Go through the listing and write out all of it exactly.

[Labeled-object pointing entries]
(begin)
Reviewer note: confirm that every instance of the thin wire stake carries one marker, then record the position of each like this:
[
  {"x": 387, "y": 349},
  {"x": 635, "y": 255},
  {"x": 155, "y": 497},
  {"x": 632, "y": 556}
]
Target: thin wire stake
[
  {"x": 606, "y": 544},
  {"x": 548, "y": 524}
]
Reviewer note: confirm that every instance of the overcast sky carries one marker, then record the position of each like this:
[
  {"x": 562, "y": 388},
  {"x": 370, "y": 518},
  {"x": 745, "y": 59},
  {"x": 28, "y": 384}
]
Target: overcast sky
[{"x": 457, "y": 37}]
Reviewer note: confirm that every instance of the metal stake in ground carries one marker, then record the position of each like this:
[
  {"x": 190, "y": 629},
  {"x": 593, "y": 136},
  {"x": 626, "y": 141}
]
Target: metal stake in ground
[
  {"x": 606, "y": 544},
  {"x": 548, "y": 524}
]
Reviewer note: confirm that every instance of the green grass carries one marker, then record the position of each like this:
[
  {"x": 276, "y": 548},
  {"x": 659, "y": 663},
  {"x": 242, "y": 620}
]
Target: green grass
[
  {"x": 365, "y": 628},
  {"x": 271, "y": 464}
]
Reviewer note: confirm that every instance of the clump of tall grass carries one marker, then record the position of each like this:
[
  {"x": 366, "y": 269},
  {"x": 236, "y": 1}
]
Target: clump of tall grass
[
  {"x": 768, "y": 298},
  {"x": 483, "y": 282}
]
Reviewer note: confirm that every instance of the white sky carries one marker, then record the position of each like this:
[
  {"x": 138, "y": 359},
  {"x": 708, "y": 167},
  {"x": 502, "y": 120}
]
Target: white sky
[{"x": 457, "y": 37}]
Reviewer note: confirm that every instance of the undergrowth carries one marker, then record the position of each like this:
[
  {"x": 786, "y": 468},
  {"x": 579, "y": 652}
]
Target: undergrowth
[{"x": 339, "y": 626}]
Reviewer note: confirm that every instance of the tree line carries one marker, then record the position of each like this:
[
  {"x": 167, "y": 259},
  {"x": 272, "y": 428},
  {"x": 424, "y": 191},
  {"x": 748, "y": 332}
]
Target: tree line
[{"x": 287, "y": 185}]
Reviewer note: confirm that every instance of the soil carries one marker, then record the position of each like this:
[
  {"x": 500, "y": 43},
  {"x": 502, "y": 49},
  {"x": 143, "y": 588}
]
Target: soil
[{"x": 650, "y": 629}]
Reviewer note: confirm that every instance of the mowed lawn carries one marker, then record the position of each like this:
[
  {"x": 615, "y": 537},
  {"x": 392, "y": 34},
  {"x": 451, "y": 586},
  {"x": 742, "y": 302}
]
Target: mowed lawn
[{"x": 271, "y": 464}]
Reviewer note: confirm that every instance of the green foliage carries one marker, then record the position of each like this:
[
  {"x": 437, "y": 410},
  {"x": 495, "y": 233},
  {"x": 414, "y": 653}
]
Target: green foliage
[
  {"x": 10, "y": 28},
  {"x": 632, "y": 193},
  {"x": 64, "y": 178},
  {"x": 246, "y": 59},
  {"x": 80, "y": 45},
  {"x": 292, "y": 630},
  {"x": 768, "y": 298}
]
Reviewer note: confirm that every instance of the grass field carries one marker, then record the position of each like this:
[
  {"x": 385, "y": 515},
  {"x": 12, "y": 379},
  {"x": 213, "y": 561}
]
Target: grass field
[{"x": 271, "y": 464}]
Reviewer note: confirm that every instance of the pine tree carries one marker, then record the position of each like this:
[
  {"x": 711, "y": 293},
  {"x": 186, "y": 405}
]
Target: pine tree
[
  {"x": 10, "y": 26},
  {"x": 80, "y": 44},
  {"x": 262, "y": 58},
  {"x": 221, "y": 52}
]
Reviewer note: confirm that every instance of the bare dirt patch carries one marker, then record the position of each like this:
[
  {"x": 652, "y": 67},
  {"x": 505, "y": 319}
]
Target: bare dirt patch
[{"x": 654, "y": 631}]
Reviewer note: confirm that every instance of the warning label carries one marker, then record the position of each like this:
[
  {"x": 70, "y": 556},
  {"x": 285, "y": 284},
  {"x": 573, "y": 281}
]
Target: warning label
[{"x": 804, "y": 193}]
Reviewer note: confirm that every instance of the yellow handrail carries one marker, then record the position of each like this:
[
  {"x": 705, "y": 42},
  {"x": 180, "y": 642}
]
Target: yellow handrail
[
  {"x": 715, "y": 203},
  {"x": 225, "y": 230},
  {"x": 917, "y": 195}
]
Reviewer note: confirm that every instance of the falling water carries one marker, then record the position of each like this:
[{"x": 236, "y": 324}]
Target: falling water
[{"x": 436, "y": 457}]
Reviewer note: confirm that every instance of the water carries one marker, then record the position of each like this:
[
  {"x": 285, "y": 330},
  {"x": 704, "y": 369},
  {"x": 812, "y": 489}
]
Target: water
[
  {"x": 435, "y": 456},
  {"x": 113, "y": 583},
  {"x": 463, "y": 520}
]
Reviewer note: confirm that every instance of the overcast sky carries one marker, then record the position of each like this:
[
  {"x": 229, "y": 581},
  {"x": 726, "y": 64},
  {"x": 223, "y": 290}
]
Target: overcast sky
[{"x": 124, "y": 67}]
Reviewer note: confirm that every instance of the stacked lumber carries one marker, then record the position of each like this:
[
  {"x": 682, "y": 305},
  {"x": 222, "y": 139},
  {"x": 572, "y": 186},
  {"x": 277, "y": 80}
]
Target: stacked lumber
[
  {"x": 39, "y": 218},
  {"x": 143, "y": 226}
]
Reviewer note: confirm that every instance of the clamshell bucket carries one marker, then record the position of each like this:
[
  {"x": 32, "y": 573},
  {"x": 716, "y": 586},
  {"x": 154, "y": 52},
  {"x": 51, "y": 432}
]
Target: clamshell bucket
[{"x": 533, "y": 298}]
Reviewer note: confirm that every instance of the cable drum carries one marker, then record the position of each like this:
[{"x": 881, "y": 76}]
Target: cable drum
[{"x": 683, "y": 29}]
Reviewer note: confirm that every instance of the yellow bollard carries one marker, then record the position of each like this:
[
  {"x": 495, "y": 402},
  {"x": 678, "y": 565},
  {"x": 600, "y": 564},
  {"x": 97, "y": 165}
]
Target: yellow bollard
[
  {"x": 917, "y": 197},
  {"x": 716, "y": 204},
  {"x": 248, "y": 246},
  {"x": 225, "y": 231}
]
(end)
● SOLUTION FOR THIS PROBLEM:
Reviewer note: confirm that every instance of the thin wire stake carries one marker, then record the position of each like this:
[
  {"x": 387, "y": 349},
  {"x": 635, "y": 255},
  {"x": 155, "y": 497},
  {"x": 632, "y": 556}
]
Target: thin wire stake
[
  {"x": 606, "y": 544},
  {"x": 548, "y": 524}
]
Reviewer note: confirm that every instance of the overcast sky carries one marker, then record the position of each like this:
[
  {"x": 562, "y": 388},
  {"x": 370, "y": 518},
  {"x": 745, "y": 59},
  {"x": 28, "y": 384}
]
Target: overcast sky
[{"x": 457, "y": 37}]
Reviewer note: confirm that every instance of the metal stake in ground carries one marker, then record the position of each like this:
[
  {"x": 190, "y": 629},
  {"x": 593, "y": 136},
  {"x": 626, "y": 141}
]
Target: metal stake in ground
[
  {"x": 606, "y": 544},
  {"x": 548, "y": 524}
]
Reviewer note: confirm that every instance of the green grass carries one marker, then record the position of each like this:
[
  {"x": 276, "y": 548},
  {"x": 659, "y": 663},
  {"x": 242, "y": 620}
]
Target: green grass
[
  {"x": 365, "y": 628},
  {"x": 271, "y": 464}
]
Reviewer note: confirm that every instance of the clump of tall grass carries one marker, then record the position of each like this:
[
  {"x": 366, "y": 269},
  {"x": 236, "y": 1}
]
Target: clump of tall grass
[
  {"x": 768, "y": 298},
  {"x": 483, "y": 282}
]
Reviewer note: confirm that every instance of the white sky carries one marker, then record the position of each like this:
[
  {"x": 138, "y": 359},
  {"x": 708, "y": 167},
  {"x": 502, "y": 120}
]
Target: white sky
[{"x": 457, "y": 37}]
Reviewer note: confirm that every instance of the undergrowth carries one marker, then record the position of each like this:
[
  {"x": 786, "y": 468},
  {"x": 579, "y": 652}
]
Target: undergrowth
[{"x": 339, "y": 626}]
Reviewer note: confirm that every instance of the tree line carries one marker, then record the position of each like this:
[
  {"x": 167, "y": 259},
  {"x": 272, "y": 428},
  {"x": 424, "y": 191},
  {"x": 748, "y": 332}
]
Target: tree line
[{"x": 287, "y": 185}]
Reviewer note: confirm that every instance of the soil carries one marker, then record the position of each like this:
[
  {"x": 500, "y": 43},
  {"x": 502, "y": 49},
  {"x": 143, "y": 588}
]
Target: soil
[{"x": 650, "y": 629}]
Reviewer note: confirm that every instance of the mowed lawn carries one marker, then record the position of each like this:
[
  {"x": 615, "y": 537},
  {"x": 392, "y": 34},
  {"x": 451, "y": 586},
  {"x": 742, "y": 302}
]
Target: mowed lawn
[{"x": 271, "y": 464}]
Reviewer note: confirm that every instance of the green foliage carries one marker, then record the position of each like this:
[
  {"x": 437, "y": 410},
  {"x": 495, "y": 233},
  {"x": 414, "y": 653}
]
Target: green foliage
[
  {"x": 10, "y": 28},
  {"x": 632, "y": 193},
  {"x": 64, "y": 178},
  {"x": 246, "y": 59},
  {"x": 80, "y": 45},
  {"x": 292, "y": 630},
  {"x": 768, "y": 298}
]
Reviewer note: confirm that every instance of the grass field carries one marker, then record the position of each like this:
[
  {"x": 385, "y": 515},
  {"x": 12, "y": 379},
  {"x": 213, "y": 561}
]
Target: grass field
[{"x": 271, "y": 464}]
Reviewer note: confirm that every instance of the pine tree carries one marker, then record the position of each like this:
[
  {"x": 711, "y": 293},
  {"x": 186, "y": 405}
]
Target: pine tree
[
  {"x": 10, "y": 26},
  {"x": 80, "y": 44},
  {"x": 262, "y": 58},
  {"x": 221, "y": 52}
]
Reviewer note: confirm that every instance of the bare dirt patch carries one marker, then record the position of each like this:
[
  {"x": 652, "y": 67},
  {"x": 505, "y": 319}
]
Target: bare dirt patch
[{"x": 654, "y": 631}]
Reviewer note: confirm that every instance of the warning label carries one marker, then record the position of each like this:
[
  {"x": 70, "y": 556},
  {"x": 285, "y": 284},
  {"x": 573, "y": 281}
]
Target: warning label
[{"x": 804, "y": 193}]
Reviewer note: confirm that every instance of the yellow handrail carries one marker, then record the position of each like this:
[
  {"x": 705, "y": 42},
  {"x": 180, "y": 642}
]
Target: yellow handrail
[
  {"x": 715, "y": 203},
  {"x": 225, "y": 230},
  {"x": 917, "y": 195}
]
Reviewer note: confirm that every instance of the falling water carries one marker, then record the position of each like this:
[{"x": 236, "y": 324}]
Target: falling water
[{"x": 436, "y": 457}]
Reviewer note: confirm that every instance of the water carries one marker, then record the position of each like this:
[
  {"x": 285, "y": 330},
  {"x": 704, "y": 369},
  {"x": 812, "y": 489}
]
Target: water
[
  {"x": 435, "y": 456},
  {"x": 113, "y": 583},
  {"x": 463, "y": 520}
]
Reviewer note: confirm that every instance of the overcast sky carries one marker, then record the position of each like this:
[
  {"x": 229, "y": 581},
  {"x": 726, "y": 64},
  {"x": 223, "y": 290}
]
Target: overcast sky
[{"x": 124, "y": 67}]
Reviewer note: confirm that every instance of the stacked lumber carries one marker, then record the position of each like this:
[
  {"x": 682, "y": 305},
  {"x": 222, "y": 139},
  {"x": 572, "y": 186},
  {"x": 277, "y": 80}
]
Target: stacked lumber
[
  {"x": 39, "y": 218},
  {"x": 143, "y": 226}
]
Reviewer note: confirm that every instance of the clamshell bucket carries one marker, then record the position of each like this:
[
  {"x": 32, "y": 573},
  {"x": 716, "y": 586},
  {"x": 154, "y": 52},
  {"x": 51, "y": 432}
]
Target: clamshell bucket
[{"x": 533, "y": 298}]
Reviewer note: confirm that every instance of the cable drum carries one marker, then record the position of each like this:
[{"x": 881, "y": 76}]
Target: cable drum
[{"x": 683, "y": 29}]
Reviewer note: confirm that every instance of the yellow bollard carries one marker, then record the position of each like this:
[
  {"x": 495, "y": 402},
  {"x": 678, "y": 565},
  {"x": 600, "y": 564},
  {"x": 97, "y": 165}
]
Target: yellow bollard
[
  {"x": 917, "y": 197},
  {"x": 716, "y": 204},
  {"x": 248, "y": 246},
  {"x": 225, "y": 231}
]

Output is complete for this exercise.